[Data entries]
+++

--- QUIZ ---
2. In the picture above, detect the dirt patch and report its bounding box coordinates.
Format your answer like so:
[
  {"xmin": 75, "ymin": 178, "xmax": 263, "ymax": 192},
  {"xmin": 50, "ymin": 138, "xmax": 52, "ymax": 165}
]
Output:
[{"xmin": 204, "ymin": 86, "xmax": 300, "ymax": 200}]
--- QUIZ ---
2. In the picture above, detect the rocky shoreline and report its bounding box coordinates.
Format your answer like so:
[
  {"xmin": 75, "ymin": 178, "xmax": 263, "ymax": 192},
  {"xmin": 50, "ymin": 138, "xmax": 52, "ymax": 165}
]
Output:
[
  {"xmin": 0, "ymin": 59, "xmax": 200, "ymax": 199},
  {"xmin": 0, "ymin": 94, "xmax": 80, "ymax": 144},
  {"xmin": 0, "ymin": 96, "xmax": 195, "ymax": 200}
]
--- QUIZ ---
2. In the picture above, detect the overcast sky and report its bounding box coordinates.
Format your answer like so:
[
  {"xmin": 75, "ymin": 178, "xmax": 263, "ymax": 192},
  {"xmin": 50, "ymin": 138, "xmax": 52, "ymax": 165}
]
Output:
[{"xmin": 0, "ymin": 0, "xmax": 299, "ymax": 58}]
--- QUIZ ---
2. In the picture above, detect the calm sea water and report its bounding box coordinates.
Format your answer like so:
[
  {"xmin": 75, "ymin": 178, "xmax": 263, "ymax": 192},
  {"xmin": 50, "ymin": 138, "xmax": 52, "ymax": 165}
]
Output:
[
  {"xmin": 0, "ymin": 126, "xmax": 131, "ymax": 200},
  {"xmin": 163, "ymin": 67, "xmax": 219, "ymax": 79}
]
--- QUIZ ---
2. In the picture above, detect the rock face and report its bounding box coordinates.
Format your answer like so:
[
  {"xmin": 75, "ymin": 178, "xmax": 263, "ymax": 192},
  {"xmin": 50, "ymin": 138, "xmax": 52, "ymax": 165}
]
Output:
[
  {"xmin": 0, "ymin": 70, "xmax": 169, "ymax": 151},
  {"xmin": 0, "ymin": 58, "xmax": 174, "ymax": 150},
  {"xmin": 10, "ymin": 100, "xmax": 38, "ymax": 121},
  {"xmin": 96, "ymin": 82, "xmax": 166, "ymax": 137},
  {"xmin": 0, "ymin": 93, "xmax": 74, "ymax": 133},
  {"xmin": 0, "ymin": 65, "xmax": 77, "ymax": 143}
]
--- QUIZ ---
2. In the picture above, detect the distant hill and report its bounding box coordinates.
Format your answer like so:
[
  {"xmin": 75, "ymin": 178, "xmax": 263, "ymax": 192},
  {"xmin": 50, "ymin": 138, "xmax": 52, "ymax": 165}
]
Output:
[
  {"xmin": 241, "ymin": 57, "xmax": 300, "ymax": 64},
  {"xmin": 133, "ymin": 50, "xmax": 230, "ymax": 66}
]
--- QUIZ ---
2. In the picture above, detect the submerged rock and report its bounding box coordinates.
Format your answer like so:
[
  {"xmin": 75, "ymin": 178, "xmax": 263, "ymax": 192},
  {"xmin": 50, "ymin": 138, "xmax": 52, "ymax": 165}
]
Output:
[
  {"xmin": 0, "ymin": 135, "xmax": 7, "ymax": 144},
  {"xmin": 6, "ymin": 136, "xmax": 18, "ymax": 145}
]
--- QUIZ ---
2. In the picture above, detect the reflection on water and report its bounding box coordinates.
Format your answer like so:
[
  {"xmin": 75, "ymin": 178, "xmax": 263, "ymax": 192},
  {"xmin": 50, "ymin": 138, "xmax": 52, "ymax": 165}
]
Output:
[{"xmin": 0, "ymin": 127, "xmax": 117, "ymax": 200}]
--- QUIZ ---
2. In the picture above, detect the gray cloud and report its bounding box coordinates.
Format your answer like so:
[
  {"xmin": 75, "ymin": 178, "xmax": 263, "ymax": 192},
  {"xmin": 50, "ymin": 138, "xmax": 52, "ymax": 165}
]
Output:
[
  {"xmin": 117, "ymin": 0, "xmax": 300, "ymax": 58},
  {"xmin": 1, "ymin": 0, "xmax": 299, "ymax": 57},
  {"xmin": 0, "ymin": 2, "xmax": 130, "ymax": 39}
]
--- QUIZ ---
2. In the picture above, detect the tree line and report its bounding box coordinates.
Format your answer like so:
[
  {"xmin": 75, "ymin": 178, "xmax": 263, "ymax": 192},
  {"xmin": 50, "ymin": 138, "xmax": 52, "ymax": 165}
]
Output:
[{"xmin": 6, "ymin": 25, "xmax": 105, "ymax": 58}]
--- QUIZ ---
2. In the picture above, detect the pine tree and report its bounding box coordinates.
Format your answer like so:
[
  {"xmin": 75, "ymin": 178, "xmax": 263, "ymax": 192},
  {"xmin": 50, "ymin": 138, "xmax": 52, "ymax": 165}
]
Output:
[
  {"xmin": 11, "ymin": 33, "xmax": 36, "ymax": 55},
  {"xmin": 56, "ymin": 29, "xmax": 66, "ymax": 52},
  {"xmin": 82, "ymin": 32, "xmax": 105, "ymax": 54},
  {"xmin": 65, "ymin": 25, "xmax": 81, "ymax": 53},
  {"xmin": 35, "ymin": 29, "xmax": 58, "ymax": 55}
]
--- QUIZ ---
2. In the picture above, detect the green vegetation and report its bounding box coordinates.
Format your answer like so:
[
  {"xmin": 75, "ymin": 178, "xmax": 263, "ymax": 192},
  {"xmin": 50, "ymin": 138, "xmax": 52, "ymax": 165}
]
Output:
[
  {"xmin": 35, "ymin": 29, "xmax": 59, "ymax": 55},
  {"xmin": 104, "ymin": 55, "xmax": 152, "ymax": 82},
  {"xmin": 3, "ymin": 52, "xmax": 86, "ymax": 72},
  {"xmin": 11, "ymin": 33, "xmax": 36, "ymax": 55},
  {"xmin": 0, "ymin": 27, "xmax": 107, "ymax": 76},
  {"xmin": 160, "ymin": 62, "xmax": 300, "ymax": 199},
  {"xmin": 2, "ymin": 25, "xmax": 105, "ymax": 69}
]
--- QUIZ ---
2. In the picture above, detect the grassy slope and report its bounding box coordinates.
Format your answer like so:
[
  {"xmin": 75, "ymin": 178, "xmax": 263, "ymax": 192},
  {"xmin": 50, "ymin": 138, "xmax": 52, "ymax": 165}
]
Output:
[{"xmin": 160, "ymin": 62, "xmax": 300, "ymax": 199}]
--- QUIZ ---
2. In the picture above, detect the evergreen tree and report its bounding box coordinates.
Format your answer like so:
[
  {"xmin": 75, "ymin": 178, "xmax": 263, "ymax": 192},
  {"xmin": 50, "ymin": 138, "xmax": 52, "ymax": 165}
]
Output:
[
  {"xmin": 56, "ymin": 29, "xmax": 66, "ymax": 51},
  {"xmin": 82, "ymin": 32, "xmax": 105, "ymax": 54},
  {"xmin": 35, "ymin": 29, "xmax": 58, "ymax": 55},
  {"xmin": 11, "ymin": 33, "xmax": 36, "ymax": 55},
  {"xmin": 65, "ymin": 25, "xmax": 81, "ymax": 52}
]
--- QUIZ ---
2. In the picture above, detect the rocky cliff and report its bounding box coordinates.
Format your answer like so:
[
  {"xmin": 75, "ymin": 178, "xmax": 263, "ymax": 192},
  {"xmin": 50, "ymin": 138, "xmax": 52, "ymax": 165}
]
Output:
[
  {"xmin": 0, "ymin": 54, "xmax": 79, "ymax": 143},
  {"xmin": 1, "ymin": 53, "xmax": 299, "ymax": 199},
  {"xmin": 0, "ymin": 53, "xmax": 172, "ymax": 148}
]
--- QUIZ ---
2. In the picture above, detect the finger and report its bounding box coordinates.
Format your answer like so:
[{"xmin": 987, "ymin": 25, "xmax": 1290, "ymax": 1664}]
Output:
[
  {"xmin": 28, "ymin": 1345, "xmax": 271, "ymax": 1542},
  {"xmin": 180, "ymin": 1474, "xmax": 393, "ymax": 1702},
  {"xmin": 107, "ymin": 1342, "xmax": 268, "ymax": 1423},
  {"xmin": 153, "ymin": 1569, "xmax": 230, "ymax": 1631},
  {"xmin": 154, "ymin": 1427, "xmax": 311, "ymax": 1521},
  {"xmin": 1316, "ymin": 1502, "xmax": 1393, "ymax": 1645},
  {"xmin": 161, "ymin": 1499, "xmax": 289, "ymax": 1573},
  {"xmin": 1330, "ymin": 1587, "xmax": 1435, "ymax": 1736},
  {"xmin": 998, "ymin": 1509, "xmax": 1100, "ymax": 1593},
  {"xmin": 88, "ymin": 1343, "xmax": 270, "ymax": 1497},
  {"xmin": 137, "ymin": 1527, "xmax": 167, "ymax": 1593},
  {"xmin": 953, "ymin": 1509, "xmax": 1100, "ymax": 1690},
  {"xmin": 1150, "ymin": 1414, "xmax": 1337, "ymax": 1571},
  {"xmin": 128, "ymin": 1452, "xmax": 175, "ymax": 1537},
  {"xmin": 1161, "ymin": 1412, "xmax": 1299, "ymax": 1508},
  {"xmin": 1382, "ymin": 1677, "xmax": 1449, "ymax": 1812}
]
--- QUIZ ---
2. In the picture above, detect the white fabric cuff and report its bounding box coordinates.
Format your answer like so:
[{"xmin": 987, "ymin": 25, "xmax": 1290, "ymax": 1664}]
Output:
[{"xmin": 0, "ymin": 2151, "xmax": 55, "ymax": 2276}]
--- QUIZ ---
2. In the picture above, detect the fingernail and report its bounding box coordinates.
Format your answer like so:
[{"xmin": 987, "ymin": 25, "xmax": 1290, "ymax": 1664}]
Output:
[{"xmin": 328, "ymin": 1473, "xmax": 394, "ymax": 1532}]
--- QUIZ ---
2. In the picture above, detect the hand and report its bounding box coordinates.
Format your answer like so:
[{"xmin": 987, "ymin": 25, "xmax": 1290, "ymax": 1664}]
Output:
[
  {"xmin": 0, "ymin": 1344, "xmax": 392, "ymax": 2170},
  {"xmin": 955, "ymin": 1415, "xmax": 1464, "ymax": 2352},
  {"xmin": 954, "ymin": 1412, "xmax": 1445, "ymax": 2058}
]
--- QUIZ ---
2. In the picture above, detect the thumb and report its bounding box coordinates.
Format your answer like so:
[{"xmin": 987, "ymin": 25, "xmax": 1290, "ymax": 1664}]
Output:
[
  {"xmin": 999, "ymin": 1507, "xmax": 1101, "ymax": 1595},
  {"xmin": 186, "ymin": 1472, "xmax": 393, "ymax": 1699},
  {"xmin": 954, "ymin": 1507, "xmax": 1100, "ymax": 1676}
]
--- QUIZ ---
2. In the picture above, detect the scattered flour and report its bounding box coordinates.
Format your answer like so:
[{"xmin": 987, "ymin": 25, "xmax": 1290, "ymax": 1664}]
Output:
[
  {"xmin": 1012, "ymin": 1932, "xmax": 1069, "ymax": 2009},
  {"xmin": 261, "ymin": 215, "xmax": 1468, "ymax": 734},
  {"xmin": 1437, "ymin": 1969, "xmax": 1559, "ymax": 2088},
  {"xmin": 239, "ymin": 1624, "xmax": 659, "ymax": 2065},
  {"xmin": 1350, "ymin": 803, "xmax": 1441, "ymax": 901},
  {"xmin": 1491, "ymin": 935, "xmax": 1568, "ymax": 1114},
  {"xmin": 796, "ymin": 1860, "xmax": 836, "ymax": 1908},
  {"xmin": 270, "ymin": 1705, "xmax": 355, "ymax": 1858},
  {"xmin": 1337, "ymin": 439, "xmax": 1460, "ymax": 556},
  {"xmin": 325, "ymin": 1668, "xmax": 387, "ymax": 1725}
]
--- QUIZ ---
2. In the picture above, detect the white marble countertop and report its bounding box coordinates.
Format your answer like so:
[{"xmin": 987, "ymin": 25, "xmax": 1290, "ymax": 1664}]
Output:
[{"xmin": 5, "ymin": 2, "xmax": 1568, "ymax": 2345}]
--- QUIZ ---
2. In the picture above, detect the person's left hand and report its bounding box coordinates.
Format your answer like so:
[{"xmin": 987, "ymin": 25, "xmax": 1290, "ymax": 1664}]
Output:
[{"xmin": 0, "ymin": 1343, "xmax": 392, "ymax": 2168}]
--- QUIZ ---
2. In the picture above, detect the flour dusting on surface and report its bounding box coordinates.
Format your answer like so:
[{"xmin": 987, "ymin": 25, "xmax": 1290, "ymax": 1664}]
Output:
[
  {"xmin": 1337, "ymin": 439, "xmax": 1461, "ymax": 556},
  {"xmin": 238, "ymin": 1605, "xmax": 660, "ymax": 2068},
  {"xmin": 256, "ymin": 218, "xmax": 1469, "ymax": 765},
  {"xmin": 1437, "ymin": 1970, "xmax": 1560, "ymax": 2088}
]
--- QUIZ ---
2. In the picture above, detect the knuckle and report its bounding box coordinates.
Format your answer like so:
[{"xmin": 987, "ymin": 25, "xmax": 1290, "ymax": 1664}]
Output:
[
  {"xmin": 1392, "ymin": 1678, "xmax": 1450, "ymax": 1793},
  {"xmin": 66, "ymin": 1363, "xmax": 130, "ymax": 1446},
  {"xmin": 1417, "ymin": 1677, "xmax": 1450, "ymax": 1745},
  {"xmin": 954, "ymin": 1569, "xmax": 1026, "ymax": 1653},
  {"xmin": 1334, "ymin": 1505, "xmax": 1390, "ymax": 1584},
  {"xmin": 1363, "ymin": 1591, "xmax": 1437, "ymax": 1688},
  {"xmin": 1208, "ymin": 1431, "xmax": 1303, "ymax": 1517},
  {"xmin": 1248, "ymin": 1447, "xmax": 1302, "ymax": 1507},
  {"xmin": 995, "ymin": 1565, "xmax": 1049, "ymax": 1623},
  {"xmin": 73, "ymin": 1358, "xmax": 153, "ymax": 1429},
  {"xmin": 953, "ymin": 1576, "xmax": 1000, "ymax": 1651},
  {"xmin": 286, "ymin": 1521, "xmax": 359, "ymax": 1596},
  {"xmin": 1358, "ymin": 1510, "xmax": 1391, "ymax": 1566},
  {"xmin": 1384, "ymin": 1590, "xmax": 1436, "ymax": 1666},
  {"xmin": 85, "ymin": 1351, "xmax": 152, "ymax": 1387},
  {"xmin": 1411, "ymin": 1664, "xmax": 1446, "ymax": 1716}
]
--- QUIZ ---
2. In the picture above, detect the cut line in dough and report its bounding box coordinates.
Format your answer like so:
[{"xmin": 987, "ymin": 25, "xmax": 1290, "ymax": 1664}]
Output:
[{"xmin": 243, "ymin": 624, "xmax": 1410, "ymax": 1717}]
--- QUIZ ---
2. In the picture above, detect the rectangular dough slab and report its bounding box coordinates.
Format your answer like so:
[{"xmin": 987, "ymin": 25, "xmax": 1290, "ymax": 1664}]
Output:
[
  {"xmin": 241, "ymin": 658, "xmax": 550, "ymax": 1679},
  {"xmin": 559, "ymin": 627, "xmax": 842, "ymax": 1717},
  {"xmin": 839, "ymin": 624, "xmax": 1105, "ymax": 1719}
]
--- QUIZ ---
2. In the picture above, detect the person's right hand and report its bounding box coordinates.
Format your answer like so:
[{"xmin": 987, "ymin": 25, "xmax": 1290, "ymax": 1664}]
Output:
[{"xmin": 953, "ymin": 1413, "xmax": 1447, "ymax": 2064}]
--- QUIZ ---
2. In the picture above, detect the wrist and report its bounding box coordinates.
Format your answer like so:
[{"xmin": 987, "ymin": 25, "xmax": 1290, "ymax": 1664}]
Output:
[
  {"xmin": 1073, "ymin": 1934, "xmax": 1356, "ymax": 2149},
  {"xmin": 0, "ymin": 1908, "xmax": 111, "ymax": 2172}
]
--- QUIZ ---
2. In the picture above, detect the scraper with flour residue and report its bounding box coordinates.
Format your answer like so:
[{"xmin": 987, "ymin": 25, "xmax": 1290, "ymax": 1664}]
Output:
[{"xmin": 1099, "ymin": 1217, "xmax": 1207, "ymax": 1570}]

+++

# To do
What is the number of lines in the data that include "white"? Answer with that number alone.

# Task output
2